**Aim a:** Can you format the entries as a Markdown table with the columns Row and Line, starting with their first line and going on through the line with "45), (217, 46)]"? Give one numbered row per line and leave out blank lines.

**Given passage:**
◇ ◇ ◇ ◇ ◇ ◇ ◇
How to Find and Fix Broken Internal Links on Your Site (FAST)

A broken internal link is bad for your user experience, but it’s also bad for your SEO. 

There are many ways to find and prevent broken links on a website and there’s really no excuse for having them anymore. 

We want to help you limit mistakes like this so you can focus on the SEO efforts that really move the needle. 

In this guide, we’ll teach you:

  • How broken links happen
  • How to find broken links
  • How to fix broken internal links 
  • And how to do all of this somewhat automatically 

Let’s get into it. 

What are Broken Internal Links?

A broken internal link is a hyperlink that directs visitors to a non-existent page on your website. 

This can occur due to various reasons, such as:

  • The page was deleted
  • The page got moved without updating the link
  • The URL was originally typed wrong
  • The link is directed at the wrong page

 

These broken internal links can result in negative consequences for your website. It can frustrate visitors as they end up on a 404 error page, prompting them to leave your website and seek the information they require elsewhere.

Having broken internal links on your website is also bad for SEO. Internal links are essential for helping Google crawl your site . Think of a broken link as a dead end

Google has no choice but to turn around and go somewhere else if they find a broken link. If the crawlers can’t figure out how to navigate the site, you won’t be able to reap the rewards of your efforts in the search, or Google simply won’t crawl the page, so it’ll be harder to get indexed. 

How Do Broken Links Happen?

We discussed this briefly in the previous section, but let’s elaborate a little to help you better understand how this happens.
◇ ◇ ◇ ◇ ◇ ◇ ◇
**Data section:**
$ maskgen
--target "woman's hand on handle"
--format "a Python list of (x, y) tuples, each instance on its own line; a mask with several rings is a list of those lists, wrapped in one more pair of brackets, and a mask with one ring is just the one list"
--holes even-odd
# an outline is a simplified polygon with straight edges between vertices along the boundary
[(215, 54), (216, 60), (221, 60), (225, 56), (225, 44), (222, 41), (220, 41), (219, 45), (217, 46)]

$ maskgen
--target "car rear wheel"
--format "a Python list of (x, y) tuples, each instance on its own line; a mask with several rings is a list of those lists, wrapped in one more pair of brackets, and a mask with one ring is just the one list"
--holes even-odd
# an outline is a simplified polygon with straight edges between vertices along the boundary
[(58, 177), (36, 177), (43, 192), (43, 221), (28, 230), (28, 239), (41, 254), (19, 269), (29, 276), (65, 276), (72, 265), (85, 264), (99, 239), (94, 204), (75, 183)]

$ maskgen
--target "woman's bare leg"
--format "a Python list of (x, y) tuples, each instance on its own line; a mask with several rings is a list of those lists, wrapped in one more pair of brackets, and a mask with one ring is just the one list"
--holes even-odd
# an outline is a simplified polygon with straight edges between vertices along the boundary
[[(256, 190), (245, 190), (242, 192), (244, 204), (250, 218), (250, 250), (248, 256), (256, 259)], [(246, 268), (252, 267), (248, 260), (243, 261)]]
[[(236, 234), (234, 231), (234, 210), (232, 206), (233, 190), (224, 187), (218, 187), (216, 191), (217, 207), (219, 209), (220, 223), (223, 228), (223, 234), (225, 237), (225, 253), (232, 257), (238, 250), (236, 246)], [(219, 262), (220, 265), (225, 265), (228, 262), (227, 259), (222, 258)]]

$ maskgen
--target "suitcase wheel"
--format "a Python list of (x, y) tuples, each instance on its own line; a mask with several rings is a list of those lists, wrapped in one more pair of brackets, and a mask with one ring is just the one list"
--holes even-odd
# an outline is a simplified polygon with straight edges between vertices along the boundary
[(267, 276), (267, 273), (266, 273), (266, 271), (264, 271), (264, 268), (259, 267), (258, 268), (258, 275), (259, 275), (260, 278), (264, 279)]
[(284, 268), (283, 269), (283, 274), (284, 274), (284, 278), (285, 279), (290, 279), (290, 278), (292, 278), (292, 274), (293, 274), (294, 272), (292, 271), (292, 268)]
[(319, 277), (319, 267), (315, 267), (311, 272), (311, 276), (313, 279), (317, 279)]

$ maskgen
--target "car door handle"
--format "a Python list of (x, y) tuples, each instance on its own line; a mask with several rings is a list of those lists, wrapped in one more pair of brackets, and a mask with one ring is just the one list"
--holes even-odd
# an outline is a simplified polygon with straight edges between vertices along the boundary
◇ ◇ ◇ ◇ ◇ ◇ ◇
**Aim b:** Can you extract word for word the part of the guide on broken internal links starting with "In this guide, we’ll" and going on through "Broken Internal Links?"?

**Task result a:**
| Row | Line |
|---|---|
| 1 | $ maskgen |
| 2 | --target "woman's hand on handle" |
| 3 | --format "a Python list of (x, y) tuples, each instance on its own line; a mask with several rings is a list of those lists, wrapped in one more pair of brackets, and a mask with one ring is just the one list" |
| 4 | --holes even-odd |
| 5 | # an outline is a simplified polygon with straight edges between vertices along the boundary |
| 6 | [(215, 54), (216, 60), (221, 60), (225, 56), (225, 44), (222, 41), (220, 41), (219, 45), (217, 46)] |

**Task result b:**
In this guide, we’ll teach you:

  • How broken links happen
  • How to find broken links
  • How to fix broken internal links 
  • And how to do all of this somewhat automatically 

Let’s get into it. 

What are Broken Internal Links?